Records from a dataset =
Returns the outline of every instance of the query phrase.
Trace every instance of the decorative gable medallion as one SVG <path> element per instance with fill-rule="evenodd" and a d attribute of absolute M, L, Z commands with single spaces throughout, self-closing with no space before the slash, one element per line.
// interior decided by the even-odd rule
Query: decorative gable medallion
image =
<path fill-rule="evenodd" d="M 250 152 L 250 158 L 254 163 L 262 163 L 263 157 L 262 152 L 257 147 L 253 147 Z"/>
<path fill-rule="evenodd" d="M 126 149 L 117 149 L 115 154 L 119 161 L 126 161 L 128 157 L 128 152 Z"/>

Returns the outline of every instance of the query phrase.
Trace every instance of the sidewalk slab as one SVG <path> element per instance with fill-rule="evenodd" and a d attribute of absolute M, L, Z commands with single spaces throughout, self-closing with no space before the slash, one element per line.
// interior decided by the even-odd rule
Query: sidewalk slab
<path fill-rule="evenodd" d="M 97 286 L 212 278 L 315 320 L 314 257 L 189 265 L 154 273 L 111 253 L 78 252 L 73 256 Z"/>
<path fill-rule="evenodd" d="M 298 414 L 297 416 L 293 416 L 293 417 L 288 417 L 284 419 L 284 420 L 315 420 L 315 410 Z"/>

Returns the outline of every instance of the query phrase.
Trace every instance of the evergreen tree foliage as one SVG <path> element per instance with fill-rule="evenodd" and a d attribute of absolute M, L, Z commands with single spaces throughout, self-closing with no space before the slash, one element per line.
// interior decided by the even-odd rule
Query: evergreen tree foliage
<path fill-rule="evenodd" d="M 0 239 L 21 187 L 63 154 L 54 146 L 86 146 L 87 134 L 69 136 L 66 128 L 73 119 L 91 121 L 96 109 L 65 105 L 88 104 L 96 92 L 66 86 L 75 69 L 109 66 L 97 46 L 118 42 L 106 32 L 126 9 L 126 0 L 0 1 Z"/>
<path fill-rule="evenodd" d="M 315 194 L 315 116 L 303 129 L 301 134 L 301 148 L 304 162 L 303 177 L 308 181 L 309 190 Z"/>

INSTRUCTION =
Output all records verbatim.

PROBLEM SOLUTION =
Returns the outline of every instance of the query phrase.
Trace every instance of the decorative gable medallion as one SVG <path> element per instance with fill-rule="evenodd" and a d attribute of absolute M, L, Z commands with single spaces throughout, self-closing with no space before the slash, one element per line.
// interior decided by the even-odd rule
Query: decorative gable medallion
image =
<path fill-rule="evenodd" d="M 250 152 L 250 158 L 254 163 L 262 163 L 263 157 L 262 152 L 257 147 L 253 147 Z"/>
<path fill-rule="evenodd" d="M 126 149 L 117 149 L 115 154 L 119 161 L 126 161 L 128 157 L 128 152 Z"/>

Returns the outline of every instance of the query phrase.
Trace every instance of the sidewalk slab as one SVG <path> element per instance with fill-rule="evenodd" and a d attribute of absolute M, L, Z commands with single spaces throughout, self-closing with no space before the slash, one element per line.
// interior decided by the even-odd rule
Query: sidewalk slab
<path fill-rule="evenodd" d="M 97 286 L 212 278 L 315 320 L 314 257 L 189 265 L 154 273 L 111 253 L 78 252 L 73 256 Z"/>
<path fill-rule="evenodd" d="M 298 414 L 297 416 L 293 416 L 293 417 L 288 417 L 284 419 L 284 420 L 315 420 L 315 410 Z"/>

Returns the outline of every instance of the query phrase.
Trace every instance of the evergreen tree foliage as one SVG <path> element per instance with fill-rule="evenodd" and a d attribute of absolute M, L, Z commands with single spaces throughout, self-closing with no space before the slash, one element per line.
// interior decided by the even-odd rule
Query: evergreen tree foliage
<path fill-rule="evenodd" d="M 0 239 L 21 187 L 63 154 L 54 146 L 86 146 L 87 134 L 69 136 L 66 128 L 73 119 L 91 121 L 96 109 L 65 105 L 88 104 L 96 92 L 66 86 L 75 69 L 109 66 L 97 46 L 118 42 L 106 32 L 126 9 L 126 0 L 0 1 Z"/>
<path fill-rule="evenodd" d="M 315 194 L 315 116 L 303 129 L 301 134 L 301 148 L 304 162 L 303 177 L 308 181 L 309 190 Z"/>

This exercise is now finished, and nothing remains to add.